━━ Material for the task

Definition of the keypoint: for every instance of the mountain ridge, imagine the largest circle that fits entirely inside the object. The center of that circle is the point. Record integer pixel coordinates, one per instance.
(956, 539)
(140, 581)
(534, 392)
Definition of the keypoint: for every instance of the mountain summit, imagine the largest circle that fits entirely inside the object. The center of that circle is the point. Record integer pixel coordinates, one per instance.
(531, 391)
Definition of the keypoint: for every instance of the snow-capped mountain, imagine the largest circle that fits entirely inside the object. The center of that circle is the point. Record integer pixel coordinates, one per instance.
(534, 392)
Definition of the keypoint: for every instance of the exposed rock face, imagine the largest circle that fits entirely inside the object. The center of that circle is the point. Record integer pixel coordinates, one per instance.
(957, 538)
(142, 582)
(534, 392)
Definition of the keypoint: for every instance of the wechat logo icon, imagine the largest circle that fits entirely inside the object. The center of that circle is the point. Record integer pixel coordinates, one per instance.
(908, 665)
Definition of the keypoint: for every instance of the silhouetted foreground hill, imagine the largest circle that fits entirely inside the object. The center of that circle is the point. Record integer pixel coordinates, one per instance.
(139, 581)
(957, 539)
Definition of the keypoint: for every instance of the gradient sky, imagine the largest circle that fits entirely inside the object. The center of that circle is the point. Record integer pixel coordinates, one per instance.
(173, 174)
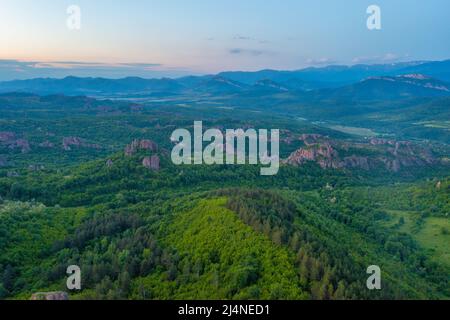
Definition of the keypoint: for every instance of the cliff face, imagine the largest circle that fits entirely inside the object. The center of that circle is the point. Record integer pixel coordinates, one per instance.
(50, 296)
(393, 155)
(152, 163)
(137, 145)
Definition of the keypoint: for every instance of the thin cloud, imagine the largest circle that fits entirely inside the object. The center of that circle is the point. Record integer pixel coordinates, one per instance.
(241, 51)
(15, 69)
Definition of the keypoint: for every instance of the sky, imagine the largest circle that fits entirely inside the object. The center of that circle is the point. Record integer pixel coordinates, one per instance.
(172, 38)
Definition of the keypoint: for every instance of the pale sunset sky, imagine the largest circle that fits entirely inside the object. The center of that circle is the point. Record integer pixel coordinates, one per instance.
(156, 38)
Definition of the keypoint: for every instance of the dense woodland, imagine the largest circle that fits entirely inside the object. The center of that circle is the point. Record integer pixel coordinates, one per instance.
(208, 232)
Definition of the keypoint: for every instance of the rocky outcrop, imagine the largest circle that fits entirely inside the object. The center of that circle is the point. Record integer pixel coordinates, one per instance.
(356, 162)
(36, 167)
(57, 295)
(137, 145)
(323, 154)
(21, 144)
(393, 155)
(152, 163)
(46, 144)
(69, 142)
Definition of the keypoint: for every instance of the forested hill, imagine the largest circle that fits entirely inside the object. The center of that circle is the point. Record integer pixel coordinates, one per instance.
(148, 233)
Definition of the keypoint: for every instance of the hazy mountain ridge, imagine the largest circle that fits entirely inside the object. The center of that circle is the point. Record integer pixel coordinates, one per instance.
(308, 79)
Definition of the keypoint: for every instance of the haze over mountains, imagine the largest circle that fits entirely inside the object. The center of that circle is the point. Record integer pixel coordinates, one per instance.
(362, 82)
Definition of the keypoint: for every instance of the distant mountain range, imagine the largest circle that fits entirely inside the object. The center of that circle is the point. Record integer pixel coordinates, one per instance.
(358, 82)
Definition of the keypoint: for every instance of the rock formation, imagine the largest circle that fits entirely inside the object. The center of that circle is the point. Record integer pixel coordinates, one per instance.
(57, 295)
(137, 145)
(393, 155)
(152, 163)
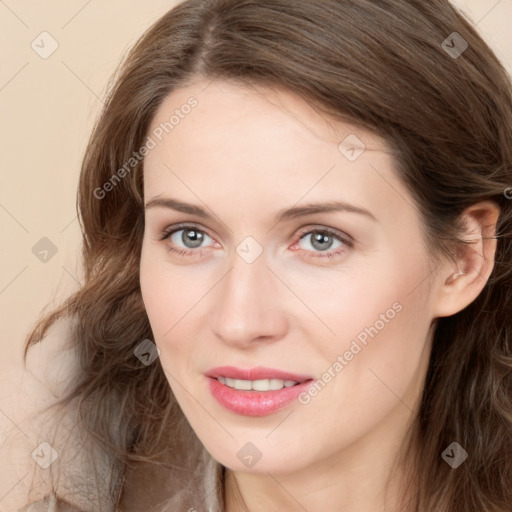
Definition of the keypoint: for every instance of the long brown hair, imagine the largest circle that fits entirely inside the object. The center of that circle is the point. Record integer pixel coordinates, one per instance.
(387, 66)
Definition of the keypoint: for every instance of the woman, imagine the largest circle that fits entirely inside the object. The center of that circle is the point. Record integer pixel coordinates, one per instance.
(297, 250)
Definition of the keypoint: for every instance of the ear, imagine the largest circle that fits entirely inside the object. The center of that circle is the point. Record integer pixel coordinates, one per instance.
(464, 277)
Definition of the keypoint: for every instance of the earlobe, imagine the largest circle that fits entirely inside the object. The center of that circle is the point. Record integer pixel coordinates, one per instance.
(464, 277)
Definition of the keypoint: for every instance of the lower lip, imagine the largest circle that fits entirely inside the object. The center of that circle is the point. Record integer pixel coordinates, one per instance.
(255, 403)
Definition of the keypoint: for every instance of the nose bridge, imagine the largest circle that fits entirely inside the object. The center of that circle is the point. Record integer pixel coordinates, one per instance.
(247, 306)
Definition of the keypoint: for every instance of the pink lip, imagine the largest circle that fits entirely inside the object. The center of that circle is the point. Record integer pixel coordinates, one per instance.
(255, 403)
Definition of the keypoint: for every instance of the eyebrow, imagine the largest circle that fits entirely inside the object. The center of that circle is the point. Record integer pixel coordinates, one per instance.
(282, 215)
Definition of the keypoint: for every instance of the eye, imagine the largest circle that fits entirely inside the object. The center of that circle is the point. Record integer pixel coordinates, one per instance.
(187, 238)
(322, 241)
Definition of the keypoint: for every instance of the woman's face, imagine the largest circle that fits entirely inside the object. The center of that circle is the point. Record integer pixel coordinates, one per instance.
(319, 317)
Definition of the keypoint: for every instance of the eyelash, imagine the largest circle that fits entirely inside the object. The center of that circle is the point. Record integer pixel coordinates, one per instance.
(345, 240)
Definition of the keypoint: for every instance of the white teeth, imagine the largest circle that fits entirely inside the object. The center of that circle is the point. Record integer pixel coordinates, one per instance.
(257, 385)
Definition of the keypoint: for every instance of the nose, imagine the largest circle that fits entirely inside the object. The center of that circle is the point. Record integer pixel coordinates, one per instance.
(248, 305)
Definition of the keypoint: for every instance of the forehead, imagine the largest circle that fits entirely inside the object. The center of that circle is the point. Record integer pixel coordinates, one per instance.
(252, 142)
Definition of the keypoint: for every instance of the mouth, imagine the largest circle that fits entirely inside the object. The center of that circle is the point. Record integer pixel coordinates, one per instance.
(257, 385)
(255, 392)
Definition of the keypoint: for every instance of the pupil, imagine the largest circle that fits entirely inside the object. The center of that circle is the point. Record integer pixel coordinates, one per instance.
(192, 238)
(321, 238)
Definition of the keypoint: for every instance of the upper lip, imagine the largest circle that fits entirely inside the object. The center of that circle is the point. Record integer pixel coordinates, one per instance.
(257, 373)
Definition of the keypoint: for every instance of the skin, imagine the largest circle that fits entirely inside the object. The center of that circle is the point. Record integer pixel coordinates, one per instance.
(244, 153)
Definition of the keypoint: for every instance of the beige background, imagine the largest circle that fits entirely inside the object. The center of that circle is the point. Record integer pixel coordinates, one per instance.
(48, 109)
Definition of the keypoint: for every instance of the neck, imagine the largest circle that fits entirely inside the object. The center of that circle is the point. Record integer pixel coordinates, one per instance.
(366, 476)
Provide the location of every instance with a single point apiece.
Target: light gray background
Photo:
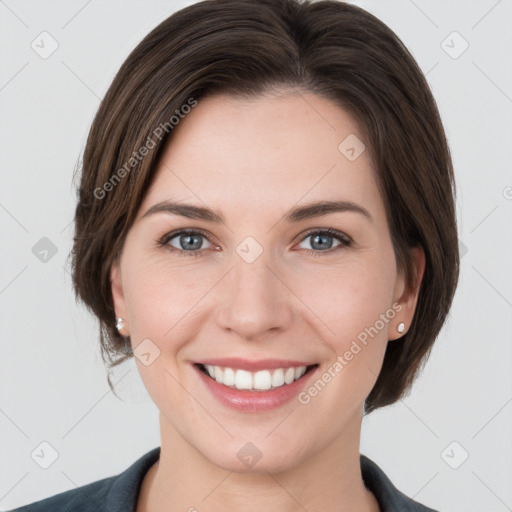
(52, 379)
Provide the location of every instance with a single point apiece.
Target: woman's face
(265, 287)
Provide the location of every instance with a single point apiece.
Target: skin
(253, 161)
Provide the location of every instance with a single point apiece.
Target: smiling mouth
(262, 380)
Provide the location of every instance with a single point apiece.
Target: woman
(236, 140)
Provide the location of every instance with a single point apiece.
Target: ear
(119, 302)
(409, 296)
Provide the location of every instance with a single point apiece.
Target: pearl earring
(120, 324)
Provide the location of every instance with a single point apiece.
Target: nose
(255, 300)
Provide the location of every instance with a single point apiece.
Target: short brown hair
(246, 48)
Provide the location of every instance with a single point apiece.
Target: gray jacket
(119, 493)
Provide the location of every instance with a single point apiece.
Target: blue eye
(188, 239)
(322, 238)
(190, 242)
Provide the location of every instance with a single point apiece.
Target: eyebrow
(296, 214)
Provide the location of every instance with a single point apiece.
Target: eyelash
(344, 239)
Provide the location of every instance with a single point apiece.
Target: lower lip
(254, 401)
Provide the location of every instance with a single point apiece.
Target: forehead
(266, 153)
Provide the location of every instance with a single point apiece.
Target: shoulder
(112, 494)
(388, 496)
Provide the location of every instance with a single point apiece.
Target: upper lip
(253, 365)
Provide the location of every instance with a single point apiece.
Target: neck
(184, 480)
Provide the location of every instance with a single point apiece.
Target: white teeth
(278, 378)
(243, 379)
(261, 380)
(229, 377)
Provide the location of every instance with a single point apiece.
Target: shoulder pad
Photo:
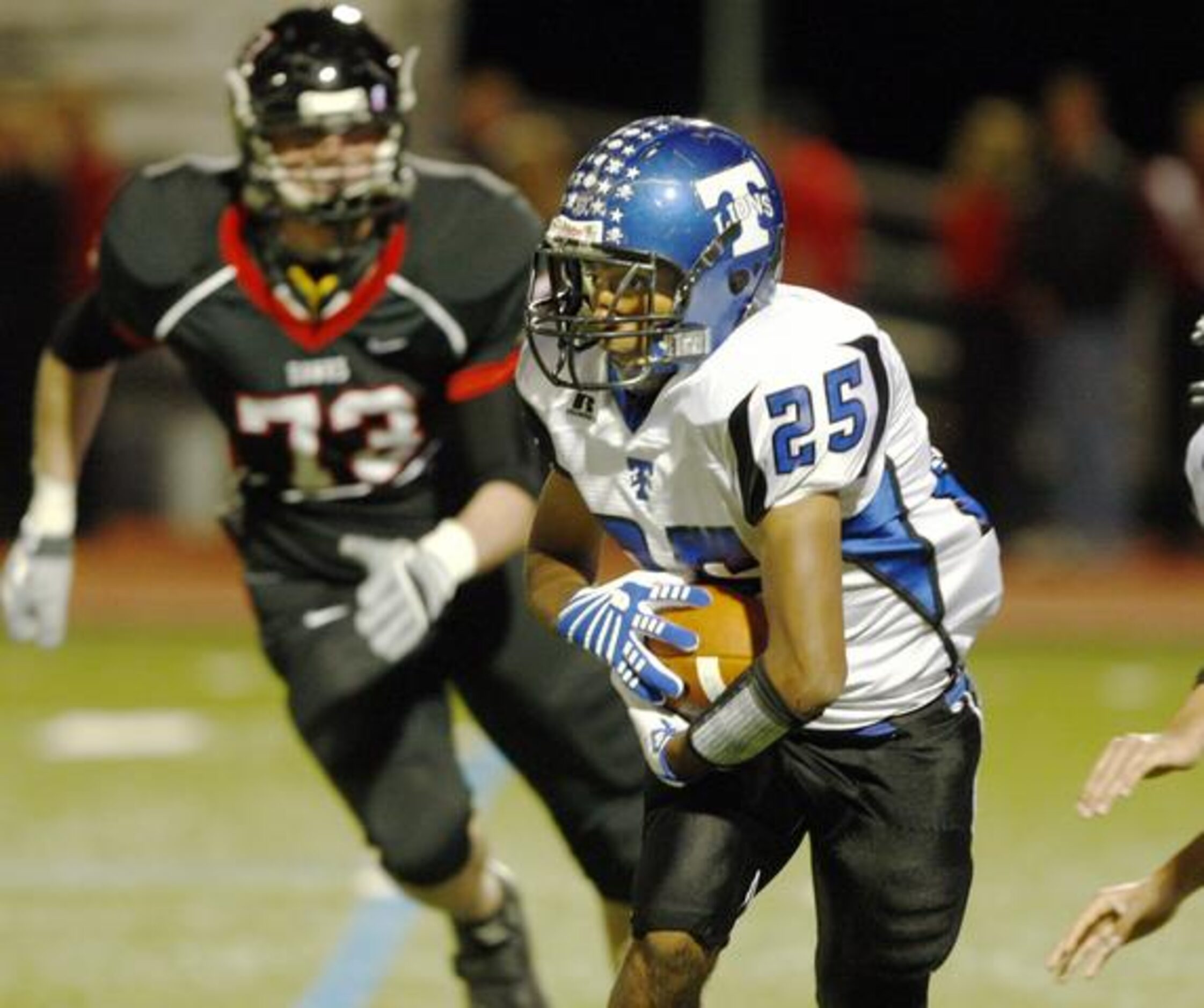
(162, 228)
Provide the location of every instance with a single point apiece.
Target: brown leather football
(732, 630)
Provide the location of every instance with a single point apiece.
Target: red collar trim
(309, 335)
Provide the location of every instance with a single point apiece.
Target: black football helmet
(310, 74)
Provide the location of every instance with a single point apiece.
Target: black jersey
(378, 416)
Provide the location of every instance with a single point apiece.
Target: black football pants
(383, 734)
(890, 822)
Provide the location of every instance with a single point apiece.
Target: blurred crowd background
(1030, 233)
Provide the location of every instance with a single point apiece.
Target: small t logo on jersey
(641, 473)
(582, 406)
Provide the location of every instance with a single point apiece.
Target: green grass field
(218, 868)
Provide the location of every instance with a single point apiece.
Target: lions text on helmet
(668, 236)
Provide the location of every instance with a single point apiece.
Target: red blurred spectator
(825, 201)
(1173, 192)
(988, 170)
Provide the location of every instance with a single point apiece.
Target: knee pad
(420, 843)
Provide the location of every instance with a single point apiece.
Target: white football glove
(37, 587)
(654, 729)
(611, 620)
(408, 585)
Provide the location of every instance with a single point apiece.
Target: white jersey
(1193, 468)
(807, 397)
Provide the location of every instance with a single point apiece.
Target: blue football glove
(612, 620)
(37, 587)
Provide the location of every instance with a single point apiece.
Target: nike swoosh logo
(387, 345)
(317, 618)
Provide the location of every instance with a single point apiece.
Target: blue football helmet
(312, 72)
(682, 208)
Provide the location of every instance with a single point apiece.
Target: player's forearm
(802, 569)
(551, 583)
(67, 410)
(499, 518)
(1184, 873)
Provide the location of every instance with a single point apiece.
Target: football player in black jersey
(1122, 913)
(349, 311)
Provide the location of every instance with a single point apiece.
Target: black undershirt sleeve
(83, 339)
(494, 443)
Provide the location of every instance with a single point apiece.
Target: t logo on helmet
(748, 188)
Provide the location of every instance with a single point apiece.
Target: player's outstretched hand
(1118, 916)
(655, 728)
(405, 590)
(613, 619)
(37, 588)
(1130, 758)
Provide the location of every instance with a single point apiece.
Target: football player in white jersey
(725, 429)
(1122, 913)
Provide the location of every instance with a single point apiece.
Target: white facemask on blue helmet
(668, 204)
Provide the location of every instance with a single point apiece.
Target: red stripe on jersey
(479, 378)
(310, 335)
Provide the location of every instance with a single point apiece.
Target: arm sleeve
(1193, 469)
(86, 339)
(494, 441)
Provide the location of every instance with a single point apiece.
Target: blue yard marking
(380, 925)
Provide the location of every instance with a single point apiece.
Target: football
(732, 630)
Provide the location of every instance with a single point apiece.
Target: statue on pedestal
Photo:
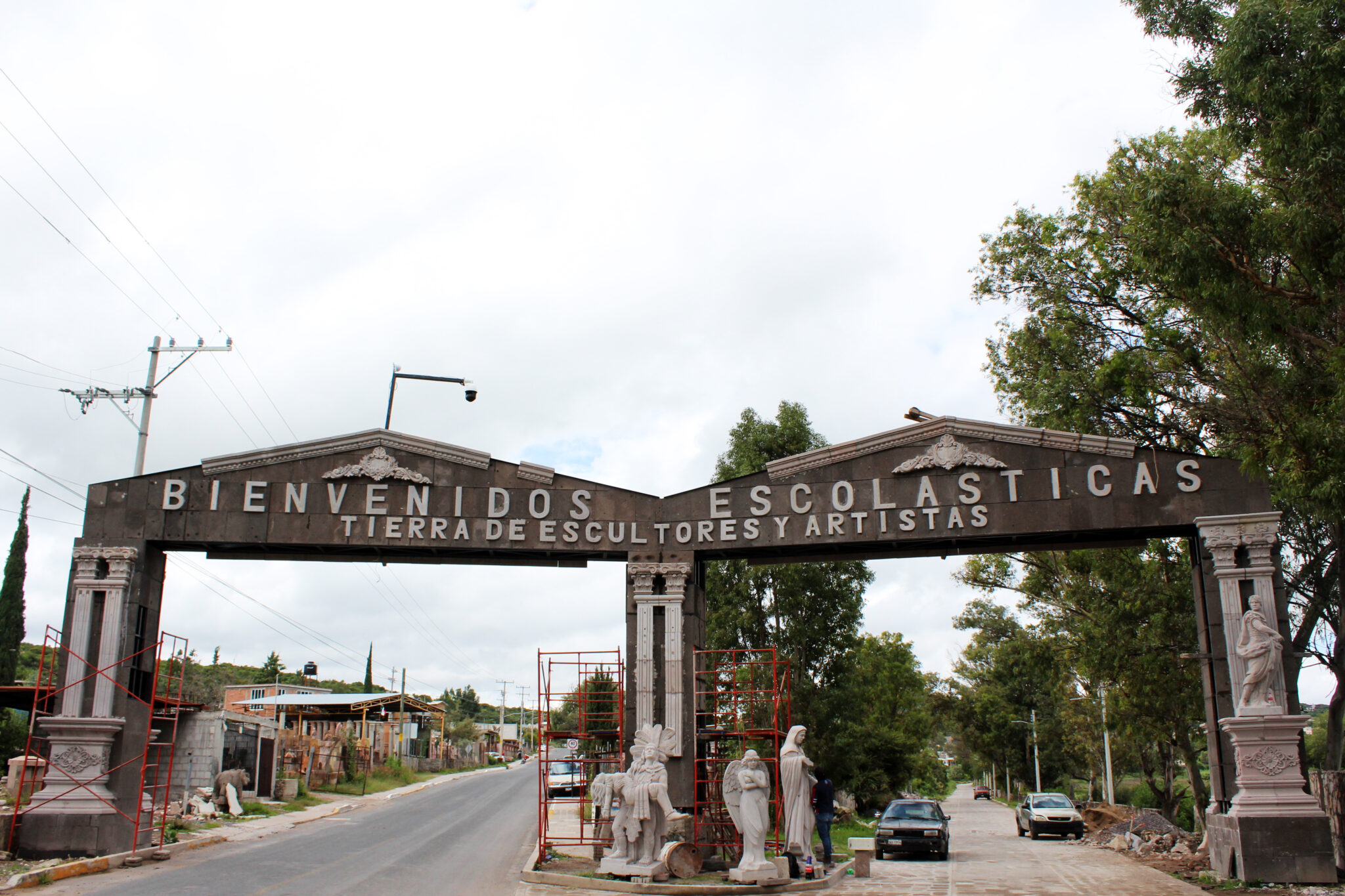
(797, 792)
(1259, 645)
(747, 793)
(640, 821)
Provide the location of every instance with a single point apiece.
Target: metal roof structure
(354, 702)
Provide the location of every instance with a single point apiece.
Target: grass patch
(260, 809)
(841, 834)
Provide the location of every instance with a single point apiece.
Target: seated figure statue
(639, 825)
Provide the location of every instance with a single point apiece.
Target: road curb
(573, 882)
(440, 779)
(82, 867)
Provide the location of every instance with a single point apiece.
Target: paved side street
(456, 837)
(990, 859)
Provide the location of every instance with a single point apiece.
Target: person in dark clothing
(824, 807)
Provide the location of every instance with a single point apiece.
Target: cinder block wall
(204, 735)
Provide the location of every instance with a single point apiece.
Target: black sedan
(912, 826)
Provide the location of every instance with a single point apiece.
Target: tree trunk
(1336, 711)
(1199, 794)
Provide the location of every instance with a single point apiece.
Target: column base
(1273, 830)
(77, 769)
(1279, 851)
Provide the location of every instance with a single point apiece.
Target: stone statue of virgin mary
(797, 792)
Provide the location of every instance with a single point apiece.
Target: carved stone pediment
(377, 465)
(947, 453)
(366, 441)
(946, 429)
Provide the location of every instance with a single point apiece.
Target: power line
(115, 285)
(431, 620)
(197, 371)
(246, 403)
(41, 473)
(110, 199)
(400, 609)
(292, 433)
(54, 498)
(322, 639)
(151, 246)
(95, 224)
(34, 516)
(79, 378)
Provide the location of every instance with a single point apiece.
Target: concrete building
(237, 698)
(214, 740)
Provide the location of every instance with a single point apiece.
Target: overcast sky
(626, 222)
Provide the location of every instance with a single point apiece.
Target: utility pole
(1036, 757)
(1106, 747)
(147, 394)
(503, 698)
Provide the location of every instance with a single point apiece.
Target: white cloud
(625, 222)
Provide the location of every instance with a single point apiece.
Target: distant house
(237, 698)
(502, 739)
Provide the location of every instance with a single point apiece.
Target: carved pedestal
(623, 868)
(1274, 830)
(77, 771)
(764, 874)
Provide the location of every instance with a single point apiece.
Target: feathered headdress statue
(658, 736)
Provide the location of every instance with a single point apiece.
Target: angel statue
(747, 793)
(1259, 645)
(640, 824)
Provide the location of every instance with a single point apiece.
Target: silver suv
(1049, 815)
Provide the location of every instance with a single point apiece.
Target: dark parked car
(912, 826)
(1049, 815)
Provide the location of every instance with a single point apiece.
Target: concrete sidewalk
(234, 832)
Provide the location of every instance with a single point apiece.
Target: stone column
(81, 746)
(645, 601)
(673, 594)
(1274, 830)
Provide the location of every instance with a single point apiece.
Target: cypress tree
(11, 597)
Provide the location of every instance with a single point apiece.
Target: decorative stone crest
(1269, 761)
(77, 759)
(377, 465)
(947, 453)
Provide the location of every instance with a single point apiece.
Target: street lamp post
(1106, 747)
(1036, 756)
(391, 390)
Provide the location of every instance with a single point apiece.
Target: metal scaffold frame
(743, 703)
(580, 706)
(155, 762)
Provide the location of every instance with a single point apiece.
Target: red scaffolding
(581, 727)
(155, 762)
(743, 703)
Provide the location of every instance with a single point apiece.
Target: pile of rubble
(1152, 839)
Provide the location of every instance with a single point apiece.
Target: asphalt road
(466, 836)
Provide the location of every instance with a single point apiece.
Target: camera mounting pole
(391, 390)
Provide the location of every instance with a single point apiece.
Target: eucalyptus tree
(1192, 296)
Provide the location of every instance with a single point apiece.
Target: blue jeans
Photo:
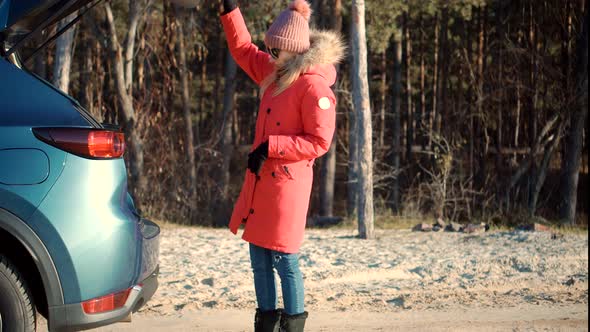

━━━━

Your copy should begin at the line containing "Target: stone column" and end at the last line of the data above, matching each line exactly and holding no pictures.

### Result
Target: stone column
(81, 746)
(645, 601)
(673, 594)
(1274, 830)
Provide the location of every instance with a single point apiece.
Target: cypress tree
(11, 597)
Provide the location of every instance with a single point apiece.
Target: decorative stone crest
(1269, 761)
(77, 759)
(377, 465)
(947, 453)
Provide the location of every instance with a single point apiece.
Target: street lamp post
(1106, 747)
(1036, 756)
(391, 390)
Provide the location of every instance with a single point apiece.
Target: metal scaffold frame
(743, 703)
(580, 706)
(155, 762)
Provide the location of every instance with a single point apiece.
Target: red scaffolding
(581, 727)
(155, 762)
(743, 703)
Provide the location of every instance with a single point apiece.
Target: pile of rubble
(1152, 839)
Provide the location of every instance with a single point apiece.
Target: asphalt road
(466, 836)
Provide the location of every instance with a single point apiece.
Target: camera mounting pole
(391, 390)
Provide the location of every instance with a single point apiece.
Target: eucalyptus tree
(1192, 296)
Provide the location of every instance with a single point apiece.
Target: blue jeans
Photo:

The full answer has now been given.